#### Problem to work on
Reproduce the closing part of the entries exactly: the line with "brass ring pull | outline every instance" and all lines after it, ending with the last line, and nothing else.

#### Data entries
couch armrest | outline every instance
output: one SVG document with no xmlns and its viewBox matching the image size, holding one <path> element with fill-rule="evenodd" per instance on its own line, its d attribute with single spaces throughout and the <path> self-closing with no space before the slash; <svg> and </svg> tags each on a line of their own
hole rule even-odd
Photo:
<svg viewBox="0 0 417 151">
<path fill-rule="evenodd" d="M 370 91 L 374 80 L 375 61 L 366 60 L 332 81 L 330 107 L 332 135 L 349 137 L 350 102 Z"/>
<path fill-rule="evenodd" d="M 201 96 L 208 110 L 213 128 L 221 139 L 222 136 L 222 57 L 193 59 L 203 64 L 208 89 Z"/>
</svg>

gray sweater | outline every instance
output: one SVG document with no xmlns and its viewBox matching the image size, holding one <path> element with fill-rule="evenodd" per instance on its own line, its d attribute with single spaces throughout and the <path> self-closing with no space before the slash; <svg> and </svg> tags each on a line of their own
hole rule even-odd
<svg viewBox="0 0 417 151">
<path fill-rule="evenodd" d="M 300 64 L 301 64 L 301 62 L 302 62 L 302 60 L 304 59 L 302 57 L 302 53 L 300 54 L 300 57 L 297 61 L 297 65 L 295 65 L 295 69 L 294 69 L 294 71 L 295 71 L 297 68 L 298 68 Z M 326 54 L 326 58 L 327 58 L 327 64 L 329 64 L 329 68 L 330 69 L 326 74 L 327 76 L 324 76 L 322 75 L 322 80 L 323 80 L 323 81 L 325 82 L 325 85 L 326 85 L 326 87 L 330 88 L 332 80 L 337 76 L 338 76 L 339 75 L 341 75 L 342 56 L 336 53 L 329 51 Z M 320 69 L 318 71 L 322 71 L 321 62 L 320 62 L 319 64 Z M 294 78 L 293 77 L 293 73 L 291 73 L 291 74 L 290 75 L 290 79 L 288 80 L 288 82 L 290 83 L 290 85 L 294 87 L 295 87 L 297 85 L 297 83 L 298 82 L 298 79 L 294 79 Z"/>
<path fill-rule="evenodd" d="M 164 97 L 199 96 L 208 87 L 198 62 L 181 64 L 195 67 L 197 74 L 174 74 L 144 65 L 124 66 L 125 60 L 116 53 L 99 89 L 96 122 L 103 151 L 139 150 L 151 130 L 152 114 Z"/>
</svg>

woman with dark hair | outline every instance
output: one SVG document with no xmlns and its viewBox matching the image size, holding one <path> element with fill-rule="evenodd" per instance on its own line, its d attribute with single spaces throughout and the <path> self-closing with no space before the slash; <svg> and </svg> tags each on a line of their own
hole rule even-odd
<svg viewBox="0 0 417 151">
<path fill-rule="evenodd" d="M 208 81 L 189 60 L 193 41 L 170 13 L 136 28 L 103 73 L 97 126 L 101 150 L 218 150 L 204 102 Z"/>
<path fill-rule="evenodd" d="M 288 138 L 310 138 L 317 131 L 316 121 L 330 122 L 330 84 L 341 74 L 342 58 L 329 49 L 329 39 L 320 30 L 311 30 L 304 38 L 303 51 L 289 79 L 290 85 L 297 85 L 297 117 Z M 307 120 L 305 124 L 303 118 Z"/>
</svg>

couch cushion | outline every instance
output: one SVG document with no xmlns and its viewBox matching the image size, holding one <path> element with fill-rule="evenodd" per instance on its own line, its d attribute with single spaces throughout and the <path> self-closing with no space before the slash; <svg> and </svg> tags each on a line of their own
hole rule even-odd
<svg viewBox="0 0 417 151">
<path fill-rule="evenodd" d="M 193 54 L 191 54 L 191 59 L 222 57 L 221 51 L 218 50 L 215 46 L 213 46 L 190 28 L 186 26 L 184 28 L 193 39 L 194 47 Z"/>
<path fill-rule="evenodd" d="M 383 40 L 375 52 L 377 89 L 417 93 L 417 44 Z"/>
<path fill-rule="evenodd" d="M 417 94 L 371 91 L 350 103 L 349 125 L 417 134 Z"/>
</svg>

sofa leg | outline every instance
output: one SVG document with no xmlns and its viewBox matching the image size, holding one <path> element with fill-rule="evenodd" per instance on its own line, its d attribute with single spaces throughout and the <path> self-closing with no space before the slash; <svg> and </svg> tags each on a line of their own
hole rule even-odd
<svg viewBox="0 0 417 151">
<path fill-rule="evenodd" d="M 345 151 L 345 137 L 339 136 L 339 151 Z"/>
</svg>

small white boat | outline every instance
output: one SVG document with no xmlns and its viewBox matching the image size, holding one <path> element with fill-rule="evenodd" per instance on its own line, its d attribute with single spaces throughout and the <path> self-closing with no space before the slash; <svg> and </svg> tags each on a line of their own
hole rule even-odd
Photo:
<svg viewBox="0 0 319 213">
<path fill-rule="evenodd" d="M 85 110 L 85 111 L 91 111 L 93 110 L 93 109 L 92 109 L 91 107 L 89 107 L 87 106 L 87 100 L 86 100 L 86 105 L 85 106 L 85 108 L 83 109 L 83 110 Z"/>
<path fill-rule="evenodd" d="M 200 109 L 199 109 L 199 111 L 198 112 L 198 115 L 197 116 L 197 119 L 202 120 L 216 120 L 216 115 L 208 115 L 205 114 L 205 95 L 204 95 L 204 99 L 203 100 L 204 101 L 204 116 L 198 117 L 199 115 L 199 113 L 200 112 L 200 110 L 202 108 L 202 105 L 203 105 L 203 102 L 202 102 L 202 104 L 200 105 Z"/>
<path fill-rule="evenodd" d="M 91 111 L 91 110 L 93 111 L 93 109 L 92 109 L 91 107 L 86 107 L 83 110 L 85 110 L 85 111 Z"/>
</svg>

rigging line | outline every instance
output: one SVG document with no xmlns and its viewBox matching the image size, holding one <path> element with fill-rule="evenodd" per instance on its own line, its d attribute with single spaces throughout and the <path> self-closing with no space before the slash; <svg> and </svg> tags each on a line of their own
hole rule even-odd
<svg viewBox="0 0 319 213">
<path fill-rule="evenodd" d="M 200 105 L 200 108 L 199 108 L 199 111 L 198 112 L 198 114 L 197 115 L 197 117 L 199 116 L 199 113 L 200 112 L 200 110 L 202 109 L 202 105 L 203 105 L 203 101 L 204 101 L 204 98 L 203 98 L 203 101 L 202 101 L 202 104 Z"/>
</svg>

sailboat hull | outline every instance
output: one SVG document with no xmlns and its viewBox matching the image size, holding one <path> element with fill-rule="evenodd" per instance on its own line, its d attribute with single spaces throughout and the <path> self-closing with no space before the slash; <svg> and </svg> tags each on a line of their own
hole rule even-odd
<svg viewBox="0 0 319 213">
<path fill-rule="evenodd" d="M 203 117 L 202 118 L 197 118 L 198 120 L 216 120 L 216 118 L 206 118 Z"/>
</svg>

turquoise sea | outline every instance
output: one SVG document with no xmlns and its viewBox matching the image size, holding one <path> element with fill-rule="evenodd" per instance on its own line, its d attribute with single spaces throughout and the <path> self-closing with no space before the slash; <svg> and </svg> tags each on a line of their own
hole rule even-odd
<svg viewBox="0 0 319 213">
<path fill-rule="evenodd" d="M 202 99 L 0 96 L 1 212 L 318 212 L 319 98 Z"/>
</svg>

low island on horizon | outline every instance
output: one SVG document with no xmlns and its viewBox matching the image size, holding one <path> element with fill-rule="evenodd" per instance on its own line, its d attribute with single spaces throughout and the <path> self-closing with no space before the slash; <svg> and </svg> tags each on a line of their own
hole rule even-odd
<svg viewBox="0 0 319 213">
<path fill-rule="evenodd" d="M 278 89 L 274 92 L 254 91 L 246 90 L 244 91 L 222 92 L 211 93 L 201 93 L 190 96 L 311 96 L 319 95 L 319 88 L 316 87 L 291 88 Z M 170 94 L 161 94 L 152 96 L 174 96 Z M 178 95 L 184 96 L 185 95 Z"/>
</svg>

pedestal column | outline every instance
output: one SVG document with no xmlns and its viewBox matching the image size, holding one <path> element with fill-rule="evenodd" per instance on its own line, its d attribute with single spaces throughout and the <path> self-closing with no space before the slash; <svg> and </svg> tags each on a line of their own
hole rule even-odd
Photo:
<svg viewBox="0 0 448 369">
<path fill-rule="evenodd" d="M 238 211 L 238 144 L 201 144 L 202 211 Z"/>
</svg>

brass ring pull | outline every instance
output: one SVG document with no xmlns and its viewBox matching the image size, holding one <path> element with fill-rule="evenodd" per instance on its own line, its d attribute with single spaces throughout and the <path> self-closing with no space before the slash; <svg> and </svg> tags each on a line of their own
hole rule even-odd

#### Answer in full
brass ring pull | outline every instance
output: one SVG document with no xmlns and its viewBox matching the image size, holding one <path> element with fill-rule="evenodd" per instance on its own line, its d attribute with single spaces throughout and the <path> self-closing with no space before the slash; <svg> and </svg> tags each on a line of their own
hole rule even-odd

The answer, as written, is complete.